• _Instructions to follow_: Copy the application description from "The server interaction module 122 of" down to "110 altered voices.", swapping "server interaction module" for "server communication module" everywhere it occurs.

• _Document text_:
The application 121 is a software application, for example running within the operating system of the user device 120. The software application contains program modules to implement the voice-altering functionality described herein. In one particular embodiment, the software application implements the functionality of voice-based anonymous social network, including posting audio messages, listening to messages, and responding to messages of other users of the social network by posting text, audio, or video comments. In other embodiments, the software application is a GPS guidance application, an ebook reader, a voice-based intelligent personal assistant, a voice-based chat application, and/or other application that uses voice as an input or output. In one embodiment, the application 121 is used to modify a synthetic or natural voice to sound like a target voice. Specifically, as illustrated in this example, the application 121 includes a server interaction module 122; a user interface module 123, a voice capture module 124, and an audio avatar module 125.

The server interaction module 122 of the application 121A manages the interactions of the application 121 with the server system 110. The server interaction module 122 communicates data between the user device 120 and the server system 110 via the network 101. The server interaction module 122 relays to the server system 110 subject voices and selections of audio avatars, and the server interaction module 122 relays from the server system 110 altered voices.

In situations in which the systems discussed here collect personal information about users, or may make use of personal information, the users may be provided with an opportunity to control whether programs or features collect user information (e.g., information about social actions or activities, profession, a user's preferences, or a user's current location), or to control whether and/or how to receive content from the server system 110 that may be more relevant to the user. In addition, certain data may be treated in one or more ways before it is stored or used, so that personally identifiable information is removed. For example, a user's identity may be treated so that no personally identifiable information can be determined for the user, or a user's geographic location may be generalized where location information is obtained (such as to a city, ZIP code, or state level), so that a particular location of a user cannot be determined. Thus, the user may have control over how information is collected about the user and used by the server system 110.

The user interface module 123 presents the user interface of the software application 121 to the user and receives the user's input through the user device 120, such as through a touchscreen of the user device 120 displaying a graphical user interface. Examples of a user interface of the application 121 implemented as an anonymous social networking application will be described below with reference to FIGS. 7-23.

The voice capture module 124 uses a microphone or a camera and microphone combination of the user device 120 to capture a voice. The voice capture module 124 may optionally format, compress, or otherwise prepare the audio file for transmission to the server system 110 via the network 101, according to any technique known to those of skill in the art.

The audio avatar module 125 receives a user's selection of a target voice. In one embodiment, the audio avatar module 125 presents an array of audio avatars for possible selection by the user (for example, from local storage on the device 120 or from data store 114), receives the user's selection of an audio avatar to apply to a subject voice, and in one embodiment, conveys the selected audio avatar to the server interaction module 122 for communication to the server system. In an alternative embodiment, the audio avatar module 125 may perform the audio signal processing described below as with reference to the voice analysis and altering module 113 of the server system 113 in order to perform the voice altering on the user device 120.

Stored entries

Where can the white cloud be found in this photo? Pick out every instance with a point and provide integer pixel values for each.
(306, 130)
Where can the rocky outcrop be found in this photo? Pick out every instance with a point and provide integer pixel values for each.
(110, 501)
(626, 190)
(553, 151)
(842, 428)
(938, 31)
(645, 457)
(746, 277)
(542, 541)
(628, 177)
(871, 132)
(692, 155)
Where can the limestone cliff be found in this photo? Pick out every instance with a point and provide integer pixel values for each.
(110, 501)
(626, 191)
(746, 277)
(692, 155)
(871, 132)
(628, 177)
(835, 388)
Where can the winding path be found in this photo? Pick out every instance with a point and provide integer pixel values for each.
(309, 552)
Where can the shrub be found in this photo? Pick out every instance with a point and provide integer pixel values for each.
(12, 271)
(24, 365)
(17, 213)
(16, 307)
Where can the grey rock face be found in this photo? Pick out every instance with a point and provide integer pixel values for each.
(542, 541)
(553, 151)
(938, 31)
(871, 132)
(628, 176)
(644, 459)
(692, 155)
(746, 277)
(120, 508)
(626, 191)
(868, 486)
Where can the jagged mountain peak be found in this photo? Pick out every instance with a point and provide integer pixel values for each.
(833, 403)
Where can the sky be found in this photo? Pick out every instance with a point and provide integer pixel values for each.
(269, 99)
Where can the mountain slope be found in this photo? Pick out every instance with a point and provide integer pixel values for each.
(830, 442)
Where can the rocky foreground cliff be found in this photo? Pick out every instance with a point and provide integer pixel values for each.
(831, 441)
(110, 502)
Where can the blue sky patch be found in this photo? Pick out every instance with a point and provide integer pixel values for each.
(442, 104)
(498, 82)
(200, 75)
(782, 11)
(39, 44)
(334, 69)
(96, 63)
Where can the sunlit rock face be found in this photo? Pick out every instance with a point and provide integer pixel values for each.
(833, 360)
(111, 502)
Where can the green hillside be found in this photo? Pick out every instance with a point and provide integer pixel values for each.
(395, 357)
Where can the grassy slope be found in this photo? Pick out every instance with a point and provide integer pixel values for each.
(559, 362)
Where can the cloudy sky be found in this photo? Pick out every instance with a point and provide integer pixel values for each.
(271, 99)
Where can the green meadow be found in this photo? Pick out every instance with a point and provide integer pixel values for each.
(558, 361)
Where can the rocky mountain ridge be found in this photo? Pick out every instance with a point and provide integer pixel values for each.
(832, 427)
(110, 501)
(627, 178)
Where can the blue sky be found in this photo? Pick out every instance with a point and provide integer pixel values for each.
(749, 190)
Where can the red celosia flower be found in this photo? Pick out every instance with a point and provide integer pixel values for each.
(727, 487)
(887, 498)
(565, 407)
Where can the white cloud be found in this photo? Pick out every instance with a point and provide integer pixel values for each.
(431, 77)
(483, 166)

• _Solution for this problem_:
The server communication module 122 of the application 121A manages the interactions of the application 121 with the server system 110. The server communication module 122 communicates data between the user device 120 and the server system 110 via the network 101. The server communication module 122 relays to the server system 110 subject voices and selections of audio avatars, and the server communication module 122 relays from the server system 110 altered voices.